>> Start Document passage

William Shakespeare’s contribution to the image of Richard III, as of many other historical figures, has been less than helpful in terms of accuracy. However, just as Shakespeare’s original plays misrepresented his sources and the true course of  events, not every performance of one of the plays is as he left them.

His version of Richard III was, of course, adapted to be more hostile by the relatively melodramatic Poet Laureate Colley Cibber. Garrick seems to have restored the original content somewhat although the horror film The Tower of London was a further diversion

Then there is uncertainty over which plays Shakespeare either wholly wrote, co-wrote with the likes of Fletcher, adapted or delegated; the late Eric Sams providing us with an alternative canonical list. Some of the others may be the responsibility of contemporaries such as Marlowe (d.1593). The Bard’s acknowledged British “history” plays appear to be centred wholly upon monarchs but those in question focus on Thomas of Woodstock, Thomas Cromwell and others.

Beyond this come the known forgeries of the tabula rasa variety. The principal exponent was the eighteenth century London youth William Ireland, who momentarily fooled even his own father and part of the theatrical world to the point that his Rowena and Vortigern was performed.

Another famous Shakespearean Richard from the past….

Garrick as Richard III

David Garrick was an 18th century actor whose name is still synonymous with the Shakespearean roles he performed. Raised in Lichfield, he had intended to be a lawyer but was instead drawn into the theatre

AT THE age of 24, David Garrick made his stage debut in Ipswich and only a few months later took the title role in Richard III at a small theatre in the unfashionable East End of London. His performance was so electrifying that crowds flocked to see him and his success was assured. Within a few years he had moved to the Drury Lane theatre in central London where he became actor-manager until his retirement in 1776.

Garrick’s style of acting did not rely on simply declaiming the lines so they could be clearly heard at the back of the theatre, but in a much more naturalistic style using variations in tone of voice, expression and gesture.

His performance as Richard III was preserved in the painting by William Hogarth. The original is now at the Walker Art Gallery, Liverpool, but it was widely reproduced as an engraving. This Victorian figure, pictured, is copied from the painting, and was made by an unknown Staffordshire factory. It shows Richard III, the night before the Battle of Bosworth, having woken from a nightmare in which he was haunted by the ghosts of those he had “murdered”.

>> End Document passage

Can you repeat the Richard III passage word for word, from "Beyond this come" up to and including "Richard from the past…."?

>> Start Data listing

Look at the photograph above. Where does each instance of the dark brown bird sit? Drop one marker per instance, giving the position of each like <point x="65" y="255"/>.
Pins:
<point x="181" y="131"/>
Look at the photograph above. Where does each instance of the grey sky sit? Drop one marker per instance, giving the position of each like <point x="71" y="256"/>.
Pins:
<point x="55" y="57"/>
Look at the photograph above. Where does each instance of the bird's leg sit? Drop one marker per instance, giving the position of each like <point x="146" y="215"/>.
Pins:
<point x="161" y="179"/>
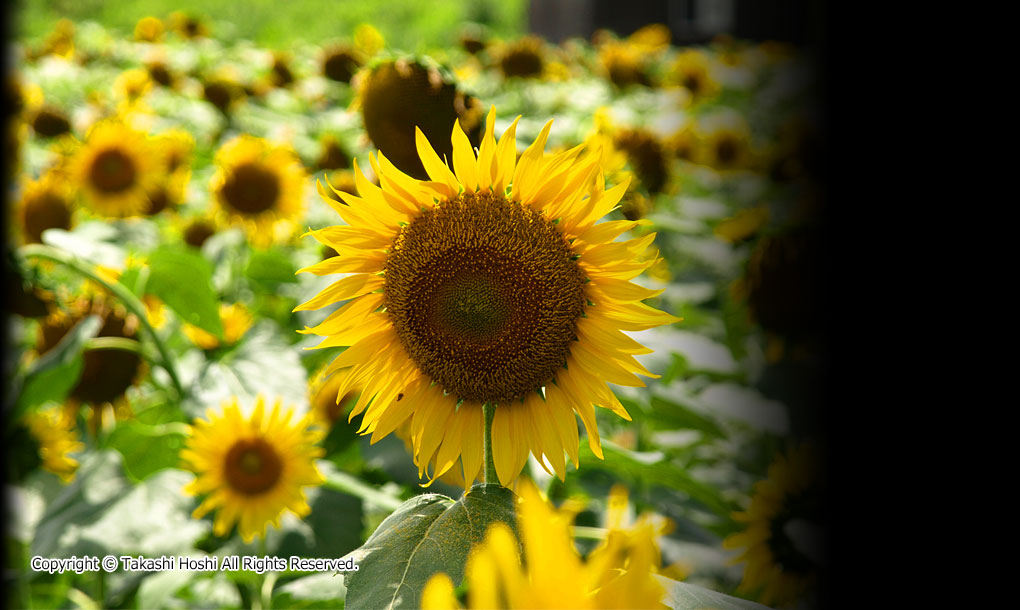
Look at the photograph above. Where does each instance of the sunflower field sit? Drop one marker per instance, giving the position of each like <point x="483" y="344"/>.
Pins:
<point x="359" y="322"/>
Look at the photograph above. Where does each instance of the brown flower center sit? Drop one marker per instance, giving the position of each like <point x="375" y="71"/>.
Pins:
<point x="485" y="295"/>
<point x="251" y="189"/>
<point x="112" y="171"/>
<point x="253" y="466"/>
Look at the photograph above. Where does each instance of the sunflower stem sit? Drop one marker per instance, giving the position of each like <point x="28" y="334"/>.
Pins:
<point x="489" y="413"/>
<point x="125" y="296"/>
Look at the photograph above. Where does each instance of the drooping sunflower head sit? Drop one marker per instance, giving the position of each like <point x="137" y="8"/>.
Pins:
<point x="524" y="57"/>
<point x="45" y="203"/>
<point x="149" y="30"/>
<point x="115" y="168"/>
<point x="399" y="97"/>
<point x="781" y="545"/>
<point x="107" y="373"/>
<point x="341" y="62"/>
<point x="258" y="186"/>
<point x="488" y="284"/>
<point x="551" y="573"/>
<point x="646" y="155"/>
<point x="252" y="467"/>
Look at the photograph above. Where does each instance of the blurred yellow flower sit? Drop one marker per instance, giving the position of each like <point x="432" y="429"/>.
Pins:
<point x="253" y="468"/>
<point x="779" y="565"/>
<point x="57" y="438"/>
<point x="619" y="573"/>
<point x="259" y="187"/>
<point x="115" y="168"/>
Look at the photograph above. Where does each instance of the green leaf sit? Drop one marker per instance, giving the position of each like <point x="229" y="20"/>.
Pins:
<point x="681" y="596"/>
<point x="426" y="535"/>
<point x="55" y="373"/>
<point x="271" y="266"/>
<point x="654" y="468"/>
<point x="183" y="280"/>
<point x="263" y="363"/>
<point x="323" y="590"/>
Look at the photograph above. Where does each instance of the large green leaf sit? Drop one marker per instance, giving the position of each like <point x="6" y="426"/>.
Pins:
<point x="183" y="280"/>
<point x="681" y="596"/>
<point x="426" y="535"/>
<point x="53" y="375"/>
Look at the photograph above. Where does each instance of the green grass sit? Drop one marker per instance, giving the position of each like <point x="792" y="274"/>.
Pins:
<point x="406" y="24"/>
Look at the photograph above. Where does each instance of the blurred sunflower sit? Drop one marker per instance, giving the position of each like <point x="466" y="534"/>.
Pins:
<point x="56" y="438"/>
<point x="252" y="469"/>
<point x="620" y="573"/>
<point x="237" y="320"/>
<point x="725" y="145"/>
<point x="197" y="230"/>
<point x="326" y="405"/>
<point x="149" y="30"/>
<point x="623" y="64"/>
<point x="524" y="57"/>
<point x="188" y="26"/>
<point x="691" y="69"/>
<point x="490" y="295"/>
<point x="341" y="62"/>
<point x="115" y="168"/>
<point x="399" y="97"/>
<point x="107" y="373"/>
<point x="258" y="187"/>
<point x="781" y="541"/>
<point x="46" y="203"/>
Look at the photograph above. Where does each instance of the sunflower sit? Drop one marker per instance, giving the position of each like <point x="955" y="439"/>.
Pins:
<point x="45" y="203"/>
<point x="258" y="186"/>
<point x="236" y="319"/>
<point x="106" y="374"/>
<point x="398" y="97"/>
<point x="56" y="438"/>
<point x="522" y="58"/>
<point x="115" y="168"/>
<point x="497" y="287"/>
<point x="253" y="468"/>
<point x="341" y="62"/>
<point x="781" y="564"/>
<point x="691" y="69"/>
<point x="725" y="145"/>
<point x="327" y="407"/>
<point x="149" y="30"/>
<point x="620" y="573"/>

>> End Data listing
>> Start Data listing

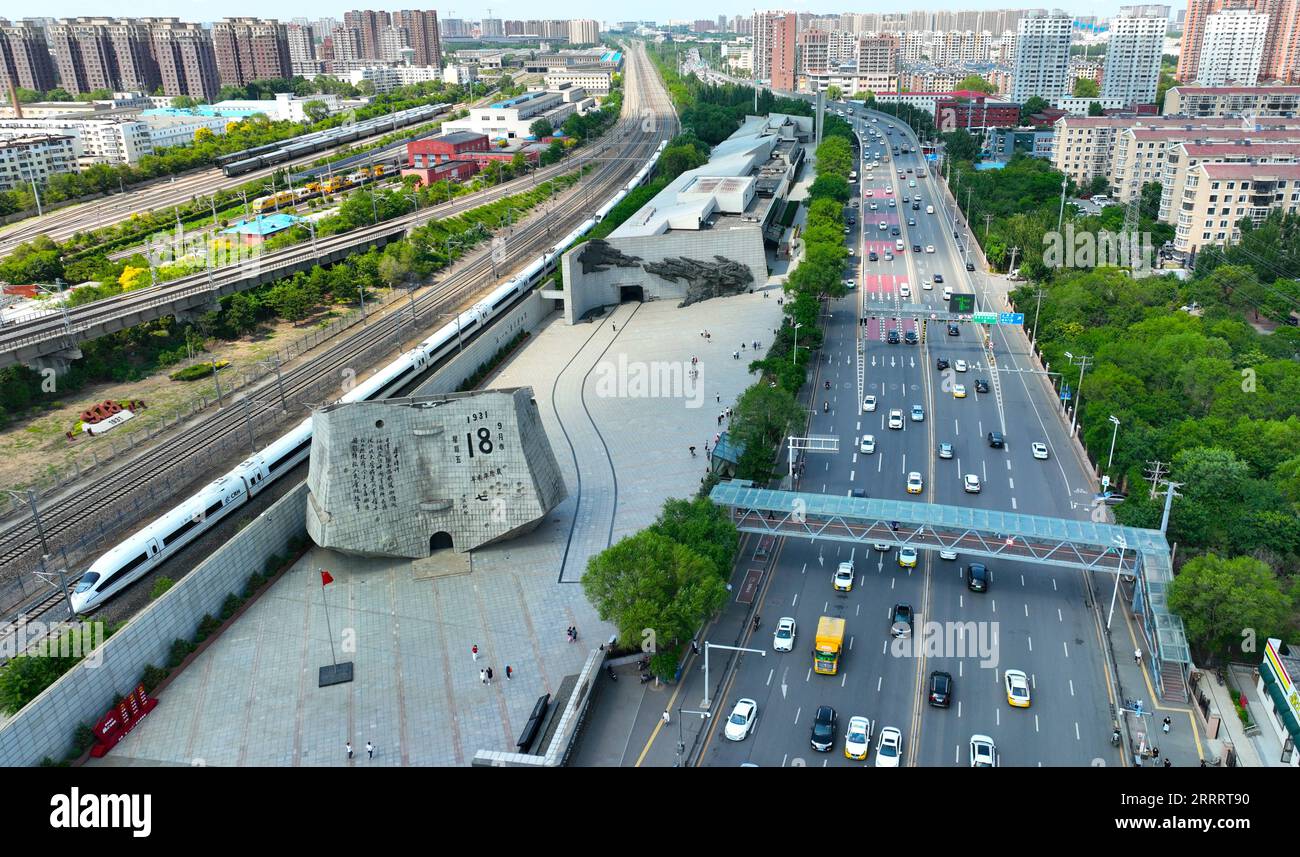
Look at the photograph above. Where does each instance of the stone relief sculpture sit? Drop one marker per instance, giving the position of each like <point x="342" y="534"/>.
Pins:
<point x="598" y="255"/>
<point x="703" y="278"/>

>> End Data listing
>> Start Data listing

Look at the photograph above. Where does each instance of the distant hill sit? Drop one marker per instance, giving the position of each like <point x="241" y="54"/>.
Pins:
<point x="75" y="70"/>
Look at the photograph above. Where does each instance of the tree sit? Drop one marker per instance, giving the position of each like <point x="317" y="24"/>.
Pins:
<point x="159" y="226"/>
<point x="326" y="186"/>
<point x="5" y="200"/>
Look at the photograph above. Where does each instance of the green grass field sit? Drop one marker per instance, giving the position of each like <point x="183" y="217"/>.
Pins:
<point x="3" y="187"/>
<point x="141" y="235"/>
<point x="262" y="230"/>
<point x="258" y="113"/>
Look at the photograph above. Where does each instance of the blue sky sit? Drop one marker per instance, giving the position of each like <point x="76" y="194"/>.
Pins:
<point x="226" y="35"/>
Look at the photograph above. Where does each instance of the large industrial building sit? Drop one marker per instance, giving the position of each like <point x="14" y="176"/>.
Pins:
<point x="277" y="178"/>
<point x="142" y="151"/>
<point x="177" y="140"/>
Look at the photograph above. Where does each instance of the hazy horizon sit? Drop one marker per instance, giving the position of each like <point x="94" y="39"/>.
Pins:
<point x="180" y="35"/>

>> End Data listing

Final result
Beyond this come the known forgeries of the tabula rasa variety. The principal exponent was the eighteenth century London youth William Ireland, who momentarily fooled even his own father and part of the theatrical world to the point that his Rowena and Vortigern was performed.

Another famous Shakespearean Richard from the past….